---------- Records provided ----------
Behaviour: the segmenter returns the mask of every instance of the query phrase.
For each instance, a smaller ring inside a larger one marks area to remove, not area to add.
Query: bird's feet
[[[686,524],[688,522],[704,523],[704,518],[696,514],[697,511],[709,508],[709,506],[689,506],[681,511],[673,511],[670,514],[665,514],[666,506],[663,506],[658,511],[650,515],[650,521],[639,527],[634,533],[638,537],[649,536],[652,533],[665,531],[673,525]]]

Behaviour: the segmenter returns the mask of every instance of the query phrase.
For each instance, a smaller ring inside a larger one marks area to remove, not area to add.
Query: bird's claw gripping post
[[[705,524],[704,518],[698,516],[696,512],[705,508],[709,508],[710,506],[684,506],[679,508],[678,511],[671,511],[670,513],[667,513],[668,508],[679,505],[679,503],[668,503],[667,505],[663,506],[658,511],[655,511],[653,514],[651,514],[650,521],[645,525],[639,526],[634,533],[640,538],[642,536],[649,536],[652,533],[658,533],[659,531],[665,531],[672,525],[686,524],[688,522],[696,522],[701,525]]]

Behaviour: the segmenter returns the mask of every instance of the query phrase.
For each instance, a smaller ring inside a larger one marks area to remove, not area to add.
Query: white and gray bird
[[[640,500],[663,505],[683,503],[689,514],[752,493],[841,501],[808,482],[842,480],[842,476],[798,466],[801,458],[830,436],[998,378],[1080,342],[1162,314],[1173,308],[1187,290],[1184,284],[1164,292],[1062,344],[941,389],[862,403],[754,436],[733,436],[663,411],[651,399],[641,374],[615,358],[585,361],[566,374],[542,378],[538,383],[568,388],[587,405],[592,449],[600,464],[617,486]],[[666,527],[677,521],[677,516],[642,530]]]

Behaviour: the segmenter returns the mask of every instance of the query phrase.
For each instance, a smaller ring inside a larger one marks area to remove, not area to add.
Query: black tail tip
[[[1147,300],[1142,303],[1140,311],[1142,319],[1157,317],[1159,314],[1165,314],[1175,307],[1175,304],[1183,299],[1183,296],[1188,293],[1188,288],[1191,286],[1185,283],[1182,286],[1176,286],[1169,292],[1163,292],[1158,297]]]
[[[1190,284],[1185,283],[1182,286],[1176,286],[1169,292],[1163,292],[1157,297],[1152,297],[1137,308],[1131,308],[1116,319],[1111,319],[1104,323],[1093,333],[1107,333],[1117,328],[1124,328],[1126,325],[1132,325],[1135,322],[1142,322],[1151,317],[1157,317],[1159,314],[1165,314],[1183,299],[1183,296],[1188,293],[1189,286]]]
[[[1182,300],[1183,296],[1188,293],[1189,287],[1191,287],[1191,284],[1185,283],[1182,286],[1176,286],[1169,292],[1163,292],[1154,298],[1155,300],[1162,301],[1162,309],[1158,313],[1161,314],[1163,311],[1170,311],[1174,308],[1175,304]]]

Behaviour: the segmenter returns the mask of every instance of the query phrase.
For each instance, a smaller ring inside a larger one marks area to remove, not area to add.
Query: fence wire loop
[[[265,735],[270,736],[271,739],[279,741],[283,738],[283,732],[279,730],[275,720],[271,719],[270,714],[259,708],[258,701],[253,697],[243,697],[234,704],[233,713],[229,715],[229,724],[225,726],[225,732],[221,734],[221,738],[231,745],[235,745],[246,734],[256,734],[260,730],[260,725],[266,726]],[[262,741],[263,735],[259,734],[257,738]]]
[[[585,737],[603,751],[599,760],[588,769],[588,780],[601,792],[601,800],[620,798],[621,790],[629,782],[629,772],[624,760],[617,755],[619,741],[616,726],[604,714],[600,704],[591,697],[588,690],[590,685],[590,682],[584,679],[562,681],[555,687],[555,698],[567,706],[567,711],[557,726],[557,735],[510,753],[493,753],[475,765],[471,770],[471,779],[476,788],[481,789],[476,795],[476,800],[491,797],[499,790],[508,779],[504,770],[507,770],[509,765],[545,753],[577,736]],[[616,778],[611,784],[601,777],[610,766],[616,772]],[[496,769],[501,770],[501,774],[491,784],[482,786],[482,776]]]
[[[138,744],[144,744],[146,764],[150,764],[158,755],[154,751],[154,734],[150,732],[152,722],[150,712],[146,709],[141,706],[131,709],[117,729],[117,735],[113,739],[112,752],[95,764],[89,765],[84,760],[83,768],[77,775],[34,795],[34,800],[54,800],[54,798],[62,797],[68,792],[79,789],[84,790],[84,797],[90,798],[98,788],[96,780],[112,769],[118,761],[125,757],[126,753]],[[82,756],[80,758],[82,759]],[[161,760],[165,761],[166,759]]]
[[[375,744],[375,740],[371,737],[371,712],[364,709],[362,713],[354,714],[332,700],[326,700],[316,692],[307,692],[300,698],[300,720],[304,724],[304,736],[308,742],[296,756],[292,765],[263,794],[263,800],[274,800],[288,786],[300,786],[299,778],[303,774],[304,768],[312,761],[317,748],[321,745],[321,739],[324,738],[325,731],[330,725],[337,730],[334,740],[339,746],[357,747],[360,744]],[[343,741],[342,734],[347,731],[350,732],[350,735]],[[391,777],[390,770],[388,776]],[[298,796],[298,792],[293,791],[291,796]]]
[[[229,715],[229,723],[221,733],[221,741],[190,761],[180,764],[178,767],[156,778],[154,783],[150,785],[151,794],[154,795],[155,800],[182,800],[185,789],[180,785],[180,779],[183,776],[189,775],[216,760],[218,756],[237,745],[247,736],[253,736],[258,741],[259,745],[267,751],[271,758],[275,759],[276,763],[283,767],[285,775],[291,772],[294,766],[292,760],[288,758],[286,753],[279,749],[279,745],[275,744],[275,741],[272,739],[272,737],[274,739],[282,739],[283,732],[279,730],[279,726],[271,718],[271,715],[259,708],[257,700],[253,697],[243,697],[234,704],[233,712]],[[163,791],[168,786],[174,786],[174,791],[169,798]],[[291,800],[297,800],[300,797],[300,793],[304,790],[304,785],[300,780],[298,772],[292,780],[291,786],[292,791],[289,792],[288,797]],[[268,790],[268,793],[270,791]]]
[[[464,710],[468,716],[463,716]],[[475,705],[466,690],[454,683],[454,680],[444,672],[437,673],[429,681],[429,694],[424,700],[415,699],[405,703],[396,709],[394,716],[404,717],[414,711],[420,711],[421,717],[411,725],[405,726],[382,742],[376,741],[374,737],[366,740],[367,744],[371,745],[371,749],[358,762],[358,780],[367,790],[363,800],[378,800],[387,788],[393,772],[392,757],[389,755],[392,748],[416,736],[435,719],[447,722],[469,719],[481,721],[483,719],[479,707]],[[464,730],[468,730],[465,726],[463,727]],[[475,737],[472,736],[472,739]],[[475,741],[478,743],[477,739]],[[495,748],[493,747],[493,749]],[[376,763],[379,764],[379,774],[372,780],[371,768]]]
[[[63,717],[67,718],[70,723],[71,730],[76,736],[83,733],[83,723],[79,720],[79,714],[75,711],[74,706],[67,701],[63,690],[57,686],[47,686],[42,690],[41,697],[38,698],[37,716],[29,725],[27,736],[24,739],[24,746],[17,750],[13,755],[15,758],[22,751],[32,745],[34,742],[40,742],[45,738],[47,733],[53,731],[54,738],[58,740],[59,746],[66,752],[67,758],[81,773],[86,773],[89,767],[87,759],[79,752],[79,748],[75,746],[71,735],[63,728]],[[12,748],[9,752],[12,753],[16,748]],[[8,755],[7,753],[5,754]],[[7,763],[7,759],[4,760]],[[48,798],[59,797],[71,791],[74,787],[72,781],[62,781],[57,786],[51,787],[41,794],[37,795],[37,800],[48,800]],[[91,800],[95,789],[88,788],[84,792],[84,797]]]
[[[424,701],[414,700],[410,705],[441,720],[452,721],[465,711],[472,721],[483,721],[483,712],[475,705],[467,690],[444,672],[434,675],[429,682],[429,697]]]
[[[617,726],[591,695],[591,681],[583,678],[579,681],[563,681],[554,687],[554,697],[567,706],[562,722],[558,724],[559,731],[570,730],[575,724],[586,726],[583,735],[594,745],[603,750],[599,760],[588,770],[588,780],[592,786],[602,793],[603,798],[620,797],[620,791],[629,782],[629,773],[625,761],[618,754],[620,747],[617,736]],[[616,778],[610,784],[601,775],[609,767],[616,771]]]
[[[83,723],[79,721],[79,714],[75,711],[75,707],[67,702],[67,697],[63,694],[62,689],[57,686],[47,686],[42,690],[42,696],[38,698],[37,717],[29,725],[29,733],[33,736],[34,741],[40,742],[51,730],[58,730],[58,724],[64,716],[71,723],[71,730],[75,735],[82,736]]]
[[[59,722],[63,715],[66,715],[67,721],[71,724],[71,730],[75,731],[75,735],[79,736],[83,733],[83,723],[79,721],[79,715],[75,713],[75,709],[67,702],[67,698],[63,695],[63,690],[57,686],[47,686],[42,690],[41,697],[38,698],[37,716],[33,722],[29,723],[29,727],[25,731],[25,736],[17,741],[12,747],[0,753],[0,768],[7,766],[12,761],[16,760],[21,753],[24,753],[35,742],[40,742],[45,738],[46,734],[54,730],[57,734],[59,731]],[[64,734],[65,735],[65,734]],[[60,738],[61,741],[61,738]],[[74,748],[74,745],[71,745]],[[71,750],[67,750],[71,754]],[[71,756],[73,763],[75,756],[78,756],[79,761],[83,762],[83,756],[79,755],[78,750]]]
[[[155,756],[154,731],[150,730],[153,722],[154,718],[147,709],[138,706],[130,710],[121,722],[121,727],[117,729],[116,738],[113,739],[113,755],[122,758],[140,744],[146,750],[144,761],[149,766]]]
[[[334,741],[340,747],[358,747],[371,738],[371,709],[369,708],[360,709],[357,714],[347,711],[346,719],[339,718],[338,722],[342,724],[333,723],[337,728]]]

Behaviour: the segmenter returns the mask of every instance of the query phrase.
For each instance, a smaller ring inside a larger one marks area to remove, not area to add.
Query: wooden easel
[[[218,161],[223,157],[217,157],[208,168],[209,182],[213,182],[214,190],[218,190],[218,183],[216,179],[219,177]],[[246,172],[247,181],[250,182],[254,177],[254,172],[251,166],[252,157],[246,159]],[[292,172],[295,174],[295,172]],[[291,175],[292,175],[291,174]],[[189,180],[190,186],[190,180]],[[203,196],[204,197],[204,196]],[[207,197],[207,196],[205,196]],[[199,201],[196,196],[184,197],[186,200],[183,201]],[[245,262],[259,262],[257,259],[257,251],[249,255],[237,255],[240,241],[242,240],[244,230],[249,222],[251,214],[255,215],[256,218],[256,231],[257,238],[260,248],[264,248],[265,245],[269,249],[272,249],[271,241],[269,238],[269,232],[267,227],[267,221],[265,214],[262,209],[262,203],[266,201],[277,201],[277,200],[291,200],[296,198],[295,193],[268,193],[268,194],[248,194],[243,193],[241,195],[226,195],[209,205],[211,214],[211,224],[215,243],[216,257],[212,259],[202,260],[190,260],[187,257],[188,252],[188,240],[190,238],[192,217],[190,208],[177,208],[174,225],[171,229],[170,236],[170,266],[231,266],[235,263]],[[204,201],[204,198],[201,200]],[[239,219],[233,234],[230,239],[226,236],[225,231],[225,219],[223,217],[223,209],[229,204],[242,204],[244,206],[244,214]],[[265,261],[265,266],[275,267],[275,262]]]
----------
■ **Work instructions**
Copy task for the entries above: every line with the string "bird".

■ **Answer section**
Query: bird's feet
Query: bird's claw gripping post
Query: white and gray bird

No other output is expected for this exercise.